— Start —
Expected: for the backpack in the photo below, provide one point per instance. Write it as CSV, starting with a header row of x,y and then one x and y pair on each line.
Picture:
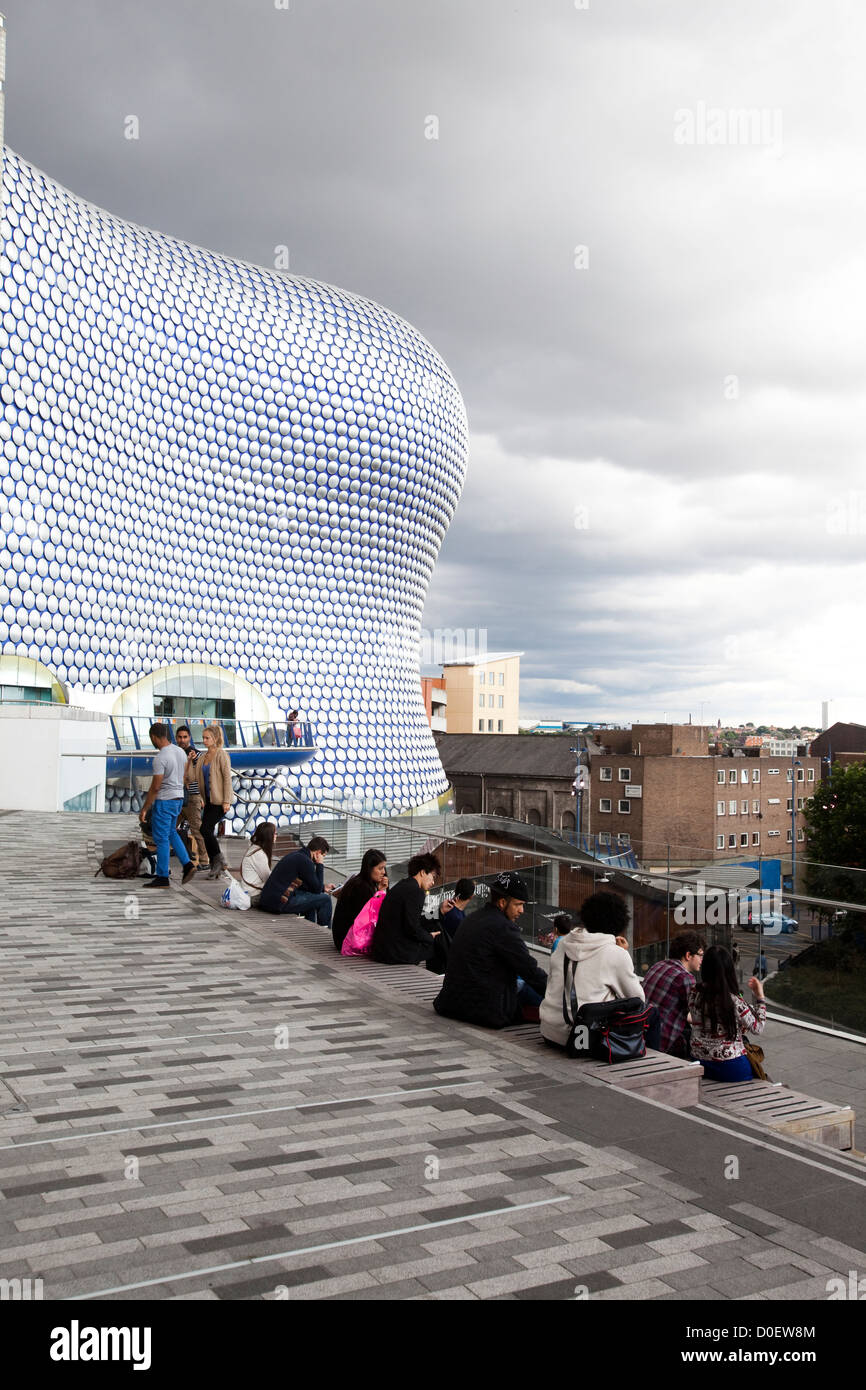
x,y
610,1032
359,937
124,862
— End —
Which lines in the records contain the string "pair"? Copy each of them in full, treating uppercase and lowercase as different.

> _Output of the task_:
Expected: for the backpack in the photo below, provide one point per instance. Write it as CSV, starting with a header row of x,y and then one x and y pair on each line.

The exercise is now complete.